**Page extract:**
================================

Pereira joined FC Porto on 4 June 2009 for a reported €4.5 million, with the Portuguese acquiring 80% of the player's rights. In his first year he mostly operated as a left-back, as the northerners finished third and won the Taça de Portugal. He scored his first goal for the club on 21 February 2010, netting the second in a 5–1 home win over S.C. Braga.

In Pereira's second season at the Estádio do Dragão, he featured in 21 Primeira Liga games (all starts), adding 12 UEFA Europa League appearances as Porto won the treble. He also started in that campaign's Portuguese Cup final against Vitória de Guimarães on 22 May 2011, scoring an own goal in the 21st minute to bring the sides level in an eventual 6–2 victory.

After Porto rejected an offer from Premier League side Chelsea in the summer for Pereira, he signed a new contract on 3 October 2011 running until 2016, with his release clause remaining at £25.7 million. In late December, he heavily criticised Manchester United's Patrice Evra for reporting alleged racist abuse from Pereira's national team colleague Luis Suárez – including a claim from Evra that Suárez "doesn't speak to black players" – saying that "what happens on the pitch stays on the pitch", adding that the Frenchman would have to "wear body armour" if the players' future international friendly was to take place immediately instead of in late 2012.

===Inter Milan===
Pereira signed for Inter Milan in late August 2012 for €10 million on a four-year contract, reuniting with former Porto teammate Fredy Guarín. He made his Serie A debut on 2 September in a 1–3 home loss against A.S. Roma, and finished his first season with 40 appearances in all competitions, scoring his only goal in a 2–0 league victory at A.C. ChievoVerona.

On 17 January 2014, São Paulo FC signed Pereira on loan for one and a half years, with an option to make the move permanent. He played his first match with his new club nine days later, a 2–1 win against Oeste Futebol Clube for that year's Campeonato Paulista, assisting Antônio Carlos in the second goal; after the match, he stated he "...liked the team's intensity", further adding he still needed to "...improve a lot."

================================

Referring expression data
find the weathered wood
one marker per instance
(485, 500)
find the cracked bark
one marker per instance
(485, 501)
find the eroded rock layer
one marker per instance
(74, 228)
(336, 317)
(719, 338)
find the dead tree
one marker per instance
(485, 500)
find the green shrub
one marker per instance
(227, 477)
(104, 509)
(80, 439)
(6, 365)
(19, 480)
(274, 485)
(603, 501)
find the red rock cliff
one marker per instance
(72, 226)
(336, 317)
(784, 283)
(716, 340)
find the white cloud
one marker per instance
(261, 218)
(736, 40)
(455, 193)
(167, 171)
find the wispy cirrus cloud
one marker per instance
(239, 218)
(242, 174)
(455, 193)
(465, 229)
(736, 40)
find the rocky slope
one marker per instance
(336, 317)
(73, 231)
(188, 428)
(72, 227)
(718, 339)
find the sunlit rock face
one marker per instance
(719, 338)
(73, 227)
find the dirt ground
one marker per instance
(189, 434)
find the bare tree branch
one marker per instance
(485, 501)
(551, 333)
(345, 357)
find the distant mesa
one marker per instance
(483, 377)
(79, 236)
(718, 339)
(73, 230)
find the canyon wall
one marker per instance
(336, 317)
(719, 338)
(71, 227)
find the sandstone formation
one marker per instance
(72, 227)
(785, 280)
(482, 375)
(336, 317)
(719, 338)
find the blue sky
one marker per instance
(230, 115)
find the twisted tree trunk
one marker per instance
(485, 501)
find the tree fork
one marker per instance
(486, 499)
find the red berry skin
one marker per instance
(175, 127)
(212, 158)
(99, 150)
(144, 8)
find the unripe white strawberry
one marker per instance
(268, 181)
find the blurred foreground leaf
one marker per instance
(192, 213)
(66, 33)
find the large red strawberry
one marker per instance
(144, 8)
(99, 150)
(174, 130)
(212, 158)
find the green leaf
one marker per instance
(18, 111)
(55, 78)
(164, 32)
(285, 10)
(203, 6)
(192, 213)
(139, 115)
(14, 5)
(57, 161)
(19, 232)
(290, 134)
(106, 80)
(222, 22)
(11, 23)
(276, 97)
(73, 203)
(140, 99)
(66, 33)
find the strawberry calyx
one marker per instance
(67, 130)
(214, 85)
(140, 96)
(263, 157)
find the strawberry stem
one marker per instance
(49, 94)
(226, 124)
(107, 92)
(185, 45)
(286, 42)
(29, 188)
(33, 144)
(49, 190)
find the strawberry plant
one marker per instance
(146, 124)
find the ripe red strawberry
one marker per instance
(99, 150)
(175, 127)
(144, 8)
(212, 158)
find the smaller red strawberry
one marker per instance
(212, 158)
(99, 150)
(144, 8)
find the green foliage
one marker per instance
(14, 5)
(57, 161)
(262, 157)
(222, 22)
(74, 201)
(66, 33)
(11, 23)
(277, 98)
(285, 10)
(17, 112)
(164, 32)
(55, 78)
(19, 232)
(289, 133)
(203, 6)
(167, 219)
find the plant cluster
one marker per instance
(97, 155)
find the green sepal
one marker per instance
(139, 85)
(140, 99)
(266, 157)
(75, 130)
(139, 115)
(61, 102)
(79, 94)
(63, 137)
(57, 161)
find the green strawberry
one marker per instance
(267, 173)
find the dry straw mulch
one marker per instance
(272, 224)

================================

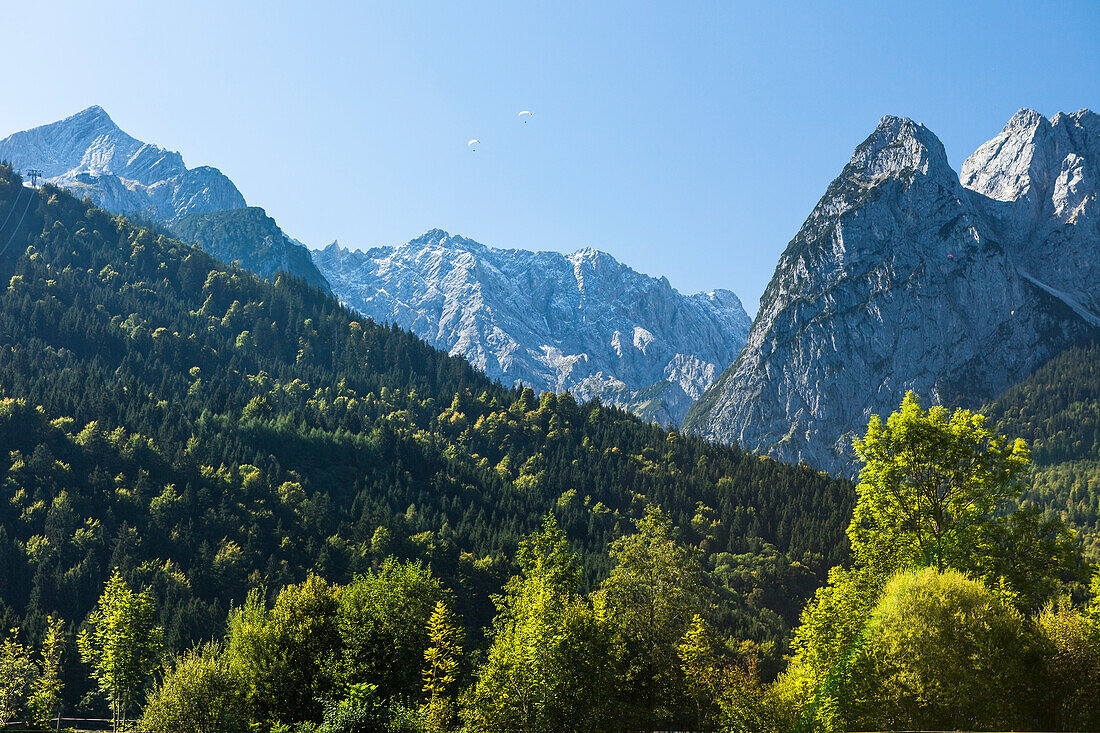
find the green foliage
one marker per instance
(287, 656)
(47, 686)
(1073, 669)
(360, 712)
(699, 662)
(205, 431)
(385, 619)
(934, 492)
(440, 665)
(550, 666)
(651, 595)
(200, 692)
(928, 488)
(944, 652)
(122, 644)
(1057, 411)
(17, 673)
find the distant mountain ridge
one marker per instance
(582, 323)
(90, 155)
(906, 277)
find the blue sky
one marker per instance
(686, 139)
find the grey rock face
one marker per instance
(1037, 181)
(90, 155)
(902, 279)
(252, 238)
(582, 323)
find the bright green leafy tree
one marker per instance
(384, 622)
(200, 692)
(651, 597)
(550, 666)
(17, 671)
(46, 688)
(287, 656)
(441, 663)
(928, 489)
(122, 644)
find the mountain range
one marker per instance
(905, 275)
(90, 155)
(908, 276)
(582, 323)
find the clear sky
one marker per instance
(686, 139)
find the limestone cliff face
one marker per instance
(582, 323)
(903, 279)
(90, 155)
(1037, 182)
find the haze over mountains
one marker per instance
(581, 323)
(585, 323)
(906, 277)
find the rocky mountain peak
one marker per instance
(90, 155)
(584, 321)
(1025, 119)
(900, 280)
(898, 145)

================================

**Questions:**
(1) According to the passage on Pereira's club career, what fee did Inter Milan pay to sign him in late August 2012?
(2) Write the next part of the passage on Pereira's club career, beginning after its final sentence.

**Expected results:**
(1) €10 million

(2)
===Estudiantes===
In January 2015, Pereira returned to Argentina to join Estudiantes de La Plata in a temporary deal, with an obligation to sign for €2.752 million. He appeared in 36 matches across all competitions in his first year, scoring three goals – including one in a 1–1 draw with San Martín de San Juan in the Copa Argentina that ended in a penalty shoot-out victory. However, in his last appearance, an exhibition game against neighbouring Club de Gimnasia y Esgrima La Plata which eventually turned into a massive brawl, he assaulted opponent Facundo Oreja with a kick to the face which saw him sent off; he was eventually handed an eight-match ban, which he served at his following club Getafe CF, where he arrived in February 2016 on loan until June.

Pereira played his first match for the Spaniards on 1 March 2016, being ejected after two bookable offences midway through the second half of a 4–0 defeat at UD Las Palmas.

===Later career===
On 3 July 2016, Pereira signed a one-year loan contract with Cerro Porteño of the Paraguayan Primera División. During his spell in Barrio Obrero, he dealt with several injury problems.

Pereira returned to his country's and its Primera División in late January 2019, with the 33-year-old joining Club Nacional de Football still on loan from Estudiantes. On his debut on 4 February, he was sent off for a second yellow card at the end of extra time as the club won the Supercopa Uruguaya on penalties against rivals Peñarol.

Having played only eight competitive games during his tenure, Pereira became a free agent and returned to Paraguay, signing for Club River Plate (Asunción) in January 2020. On 7 October that year he came back to Europe, by joining ŠKF Sereď in the Slovak Super Liga. He only totalled seven minutes against FC ViOn Zlaté Moravce before contracting COVID-19, and left shortly after.

==International career==
Pereira made his debut for Uruguay against France, on 19 November 2008. He scored his first international goal in his next match, another friendly, with Libya in Tripoli (3–2 win).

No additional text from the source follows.